[Stored items from a collection]
** Start **

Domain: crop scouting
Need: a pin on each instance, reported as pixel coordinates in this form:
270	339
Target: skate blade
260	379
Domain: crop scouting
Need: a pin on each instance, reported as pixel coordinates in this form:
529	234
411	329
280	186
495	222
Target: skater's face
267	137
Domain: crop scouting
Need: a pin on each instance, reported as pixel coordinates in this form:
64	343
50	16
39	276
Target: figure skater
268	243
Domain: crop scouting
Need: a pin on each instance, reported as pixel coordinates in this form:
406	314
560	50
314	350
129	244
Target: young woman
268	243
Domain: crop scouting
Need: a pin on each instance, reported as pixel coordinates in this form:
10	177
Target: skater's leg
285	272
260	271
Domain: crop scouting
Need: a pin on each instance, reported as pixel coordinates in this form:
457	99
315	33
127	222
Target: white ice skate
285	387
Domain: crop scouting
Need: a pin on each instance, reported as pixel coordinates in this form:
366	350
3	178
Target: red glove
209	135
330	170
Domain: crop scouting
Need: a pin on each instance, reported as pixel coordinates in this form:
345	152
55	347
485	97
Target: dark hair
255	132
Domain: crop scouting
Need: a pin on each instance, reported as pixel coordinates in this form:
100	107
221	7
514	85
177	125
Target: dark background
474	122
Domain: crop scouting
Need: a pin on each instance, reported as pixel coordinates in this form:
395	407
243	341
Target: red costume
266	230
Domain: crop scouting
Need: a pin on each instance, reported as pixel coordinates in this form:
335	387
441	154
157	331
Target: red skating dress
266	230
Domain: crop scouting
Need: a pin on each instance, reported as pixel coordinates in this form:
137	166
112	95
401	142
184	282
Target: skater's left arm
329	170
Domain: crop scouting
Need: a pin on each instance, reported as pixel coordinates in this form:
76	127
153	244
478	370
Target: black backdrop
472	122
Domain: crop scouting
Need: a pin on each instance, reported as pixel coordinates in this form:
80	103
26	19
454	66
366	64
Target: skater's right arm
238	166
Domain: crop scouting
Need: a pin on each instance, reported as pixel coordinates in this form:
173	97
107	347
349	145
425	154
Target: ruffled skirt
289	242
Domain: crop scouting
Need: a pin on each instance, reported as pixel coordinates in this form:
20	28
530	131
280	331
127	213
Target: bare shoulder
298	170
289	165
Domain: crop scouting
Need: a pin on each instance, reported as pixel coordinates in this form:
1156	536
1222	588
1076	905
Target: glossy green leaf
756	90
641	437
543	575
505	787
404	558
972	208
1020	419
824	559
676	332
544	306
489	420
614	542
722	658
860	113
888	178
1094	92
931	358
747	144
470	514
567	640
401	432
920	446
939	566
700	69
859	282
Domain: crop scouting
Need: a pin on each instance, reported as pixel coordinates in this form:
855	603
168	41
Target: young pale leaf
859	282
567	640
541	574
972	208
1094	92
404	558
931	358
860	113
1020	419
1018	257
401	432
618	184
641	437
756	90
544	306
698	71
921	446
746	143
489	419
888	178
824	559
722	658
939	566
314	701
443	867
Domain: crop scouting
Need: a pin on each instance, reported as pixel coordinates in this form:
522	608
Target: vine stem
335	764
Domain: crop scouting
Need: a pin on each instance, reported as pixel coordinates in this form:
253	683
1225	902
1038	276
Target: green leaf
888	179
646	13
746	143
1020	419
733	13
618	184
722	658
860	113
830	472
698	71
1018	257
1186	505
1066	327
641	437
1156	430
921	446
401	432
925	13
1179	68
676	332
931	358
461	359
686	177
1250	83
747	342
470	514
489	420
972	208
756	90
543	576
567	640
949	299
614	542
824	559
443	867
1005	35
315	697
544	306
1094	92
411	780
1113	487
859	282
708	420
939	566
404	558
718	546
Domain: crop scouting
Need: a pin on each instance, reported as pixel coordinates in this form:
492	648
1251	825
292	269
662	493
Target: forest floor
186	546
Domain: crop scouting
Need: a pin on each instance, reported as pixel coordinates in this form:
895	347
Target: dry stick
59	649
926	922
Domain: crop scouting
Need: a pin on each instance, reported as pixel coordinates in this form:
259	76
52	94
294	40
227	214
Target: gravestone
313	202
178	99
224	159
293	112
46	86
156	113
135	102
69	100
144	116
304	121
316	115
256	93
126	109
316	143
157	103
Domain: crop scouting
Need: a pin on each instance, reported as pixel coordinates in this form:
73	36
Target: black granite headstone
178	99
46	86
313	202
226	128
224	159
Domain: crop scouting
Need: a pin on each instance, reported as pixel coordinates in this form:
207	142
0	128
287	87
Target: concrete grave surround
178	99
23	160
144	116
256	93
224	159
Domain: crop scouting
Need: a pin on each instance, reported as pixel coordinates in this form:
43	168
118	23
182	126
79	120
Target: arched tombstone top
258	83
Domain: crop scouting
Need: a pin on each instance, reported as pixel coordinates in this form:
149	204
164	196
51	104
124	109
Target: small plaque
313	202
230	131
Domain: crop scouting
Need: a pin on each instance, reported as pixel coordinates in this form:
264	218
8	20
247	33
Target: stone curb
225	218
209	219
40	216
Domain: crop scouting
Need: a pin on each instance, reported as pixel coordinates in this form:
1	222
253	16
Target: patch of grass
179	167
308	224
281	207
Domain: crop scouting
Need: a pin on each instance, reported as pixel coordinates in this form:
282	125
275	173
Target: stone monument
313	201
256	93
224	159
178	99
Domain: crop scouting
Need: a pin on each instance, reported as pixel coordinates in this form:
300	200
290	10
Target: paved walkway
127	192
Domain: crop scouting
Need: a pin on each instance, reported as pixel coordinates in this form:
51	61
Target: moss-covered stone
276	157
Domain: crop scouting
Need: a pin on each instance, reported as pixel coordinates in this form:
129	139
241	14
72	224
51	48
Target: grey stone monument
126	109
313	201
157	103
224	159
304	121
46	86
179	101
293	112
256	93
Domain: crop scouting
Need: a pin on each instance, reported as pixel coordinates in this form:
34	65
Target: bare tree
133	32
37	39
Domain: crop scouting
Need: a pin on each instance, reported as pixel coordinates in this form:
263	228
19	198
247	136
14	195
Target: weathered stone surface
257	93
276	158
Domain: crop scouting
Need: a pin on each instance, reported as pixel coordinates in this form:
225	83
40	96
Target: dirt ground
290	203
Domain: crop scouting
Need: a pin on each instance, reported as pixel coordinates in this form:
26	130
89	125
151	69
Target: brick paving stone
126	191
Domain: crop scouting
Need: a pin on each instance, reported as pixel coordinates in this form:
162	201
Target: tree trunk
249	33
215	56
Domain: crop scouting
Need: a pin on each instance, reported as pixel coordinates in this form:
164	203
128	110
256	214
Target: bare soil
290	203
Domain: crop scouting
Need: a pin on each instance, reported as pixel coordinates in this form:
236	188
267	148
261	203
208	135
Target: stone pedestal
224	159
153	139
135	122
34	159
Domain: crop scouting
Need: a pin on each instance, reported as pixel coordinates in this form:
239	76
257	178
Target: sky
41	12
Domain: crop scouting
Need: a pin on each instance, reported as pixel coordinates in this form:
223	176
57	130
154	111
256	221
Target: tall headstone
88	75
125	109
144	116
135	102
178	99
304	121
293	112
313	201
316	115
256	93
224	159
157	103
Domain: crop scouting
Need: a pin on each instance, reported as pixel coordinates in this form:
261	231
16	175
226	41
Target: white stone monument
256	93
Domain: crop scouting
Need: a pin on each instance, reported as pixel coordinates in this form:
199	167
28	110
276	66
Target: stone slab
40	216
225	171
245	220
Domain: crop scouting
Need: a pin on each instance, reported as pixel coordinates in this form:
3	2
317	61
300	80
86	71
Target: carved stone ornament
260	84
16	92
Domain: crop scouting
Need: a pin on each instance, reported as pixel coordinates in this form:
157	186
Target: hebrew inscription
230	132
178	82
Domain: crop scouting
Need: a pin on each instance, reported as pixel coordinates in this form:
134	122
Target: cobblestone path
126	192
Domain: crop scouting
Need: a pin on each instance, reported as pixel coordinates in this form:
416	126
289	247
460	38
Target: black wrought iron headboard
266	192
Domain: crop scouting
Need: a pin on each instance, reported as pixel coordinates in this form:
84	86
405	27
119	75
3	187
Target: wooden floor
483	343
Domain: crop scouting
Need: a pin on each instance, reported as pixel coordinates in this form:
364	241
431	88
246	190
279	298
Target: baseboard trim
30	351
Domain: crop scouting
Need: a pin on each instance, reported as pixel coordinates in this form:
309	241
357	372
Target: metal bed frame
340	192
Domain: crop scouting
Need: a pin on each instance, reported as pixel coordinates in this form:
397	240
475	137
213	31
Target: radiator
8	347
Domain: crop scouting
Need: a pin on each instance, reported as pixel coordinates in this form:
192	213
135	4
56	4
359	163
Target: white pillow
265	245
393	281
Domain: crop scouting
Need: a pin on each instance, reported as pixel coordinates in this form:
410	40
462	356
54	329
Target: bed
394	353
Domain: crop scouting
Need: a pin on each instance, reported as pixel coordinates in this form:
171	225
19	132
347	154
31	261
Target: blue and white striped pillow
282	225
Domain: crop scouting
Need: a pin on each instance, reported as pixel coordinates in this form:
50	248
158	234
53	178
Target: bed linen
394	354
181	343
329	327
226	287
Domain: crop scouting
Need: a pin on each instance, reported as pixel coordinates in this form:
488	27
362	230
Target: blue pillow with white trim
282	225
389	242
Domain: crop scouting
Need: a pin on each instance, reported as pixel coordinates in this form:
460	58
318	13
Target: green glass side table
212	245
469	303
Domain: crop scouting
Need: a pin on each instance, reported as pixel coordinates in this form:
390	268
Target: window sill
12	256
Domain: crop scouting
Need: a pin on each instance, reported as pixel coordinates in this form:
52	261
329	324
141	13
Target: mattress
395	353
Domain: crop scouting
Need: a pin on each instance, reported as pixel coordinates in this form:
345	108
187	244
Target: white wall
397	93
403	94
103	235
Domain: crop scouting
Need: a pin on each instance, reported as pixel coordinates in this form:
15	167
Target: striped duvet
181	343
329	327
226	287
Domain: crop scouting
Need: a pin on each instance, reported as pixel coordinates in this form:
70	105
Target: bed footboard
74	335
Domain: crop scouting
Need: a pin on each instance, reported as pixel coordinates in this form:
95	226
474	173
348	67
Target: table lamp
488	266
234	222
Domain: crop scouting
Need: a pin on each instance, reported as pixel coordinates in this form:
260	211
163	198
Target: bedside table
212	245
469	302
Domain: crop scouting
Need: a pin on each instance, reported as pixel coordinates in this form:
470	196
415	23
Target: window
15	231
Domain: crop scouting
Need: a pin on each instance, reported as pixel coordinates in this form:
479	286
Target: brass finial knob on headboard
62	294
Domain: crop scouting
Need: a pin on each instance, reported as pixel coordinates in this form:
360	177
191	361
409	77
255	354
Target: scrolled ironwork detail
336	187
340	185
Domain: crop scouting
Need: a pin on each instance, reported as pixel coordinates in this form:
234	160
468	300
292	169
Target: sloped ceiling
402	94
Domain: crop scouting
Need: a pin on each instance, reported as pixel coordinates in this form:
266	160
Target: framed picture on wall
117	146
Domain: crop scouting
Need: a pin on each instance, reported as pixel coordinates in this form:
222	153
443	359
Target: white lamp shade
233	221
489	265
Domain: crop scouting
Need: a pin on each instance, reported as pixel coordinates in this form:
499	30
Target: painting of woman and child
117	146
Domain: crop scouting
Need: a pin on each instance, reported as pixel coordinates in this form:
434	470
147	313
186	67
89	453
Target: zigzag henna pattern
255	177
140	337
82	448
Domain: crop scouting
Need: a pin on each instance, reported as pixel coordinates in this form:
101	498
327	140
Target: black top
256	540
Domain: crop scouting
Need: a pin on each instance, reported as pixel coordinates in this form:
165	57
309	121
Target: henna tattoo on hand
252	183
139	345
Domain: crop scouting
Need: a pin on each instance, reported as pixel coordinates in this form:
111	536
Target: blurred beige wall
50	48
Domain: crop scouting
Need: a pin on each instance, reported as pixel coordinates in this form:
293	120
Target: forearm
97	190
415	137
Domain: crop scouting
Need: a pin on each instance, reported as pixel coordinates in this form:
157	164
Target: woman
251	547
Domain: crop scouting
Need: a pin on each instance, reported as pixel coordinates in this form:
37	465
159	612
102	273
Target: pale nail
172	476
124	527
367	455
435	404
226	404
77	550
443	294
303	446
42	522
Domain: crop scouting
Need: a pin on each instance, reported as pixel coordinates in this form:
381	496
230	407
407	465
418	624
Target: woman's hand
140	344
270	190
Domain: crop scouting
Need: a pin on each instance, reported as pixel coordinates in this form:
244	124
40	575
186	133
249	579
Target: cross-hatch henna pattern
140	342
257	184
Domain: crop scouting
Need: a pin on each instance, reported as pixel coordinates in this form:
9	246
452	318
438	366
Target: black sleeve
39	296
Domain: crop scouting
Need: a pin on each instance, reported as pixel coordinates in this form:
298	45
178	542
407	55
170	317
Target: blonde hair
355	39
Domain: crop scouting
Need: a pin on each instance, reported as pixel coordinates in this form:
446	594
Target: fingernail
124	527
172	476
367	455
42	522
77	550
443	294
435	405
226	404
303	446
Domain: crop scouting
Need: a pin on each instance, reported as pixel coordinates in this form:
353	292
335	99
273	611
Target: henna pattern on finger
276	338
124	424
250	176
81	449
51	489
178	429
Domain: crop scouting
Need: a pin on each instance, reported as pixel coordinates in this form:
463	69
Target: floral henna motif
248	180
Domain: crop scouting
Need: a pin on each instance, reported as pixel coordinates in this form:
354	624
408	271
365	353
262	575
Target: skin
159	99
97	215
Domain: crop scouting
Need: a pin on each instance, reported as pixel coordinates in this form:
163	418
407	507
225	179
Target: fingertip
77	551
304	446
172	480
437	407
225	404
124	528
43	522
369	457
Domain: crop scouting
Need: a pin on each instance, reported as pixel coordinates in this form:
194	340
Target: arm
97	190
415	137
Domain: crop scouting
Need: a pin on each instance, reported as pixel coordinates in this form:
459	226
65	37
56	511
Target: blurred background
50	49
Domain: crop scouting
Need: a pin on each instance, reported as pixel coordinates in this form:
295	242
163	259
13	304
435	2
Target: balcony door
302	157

** End **

Work instructions:
Count the lines in the data that contain the string "hair", and give only that count.

Result of the exercise:
2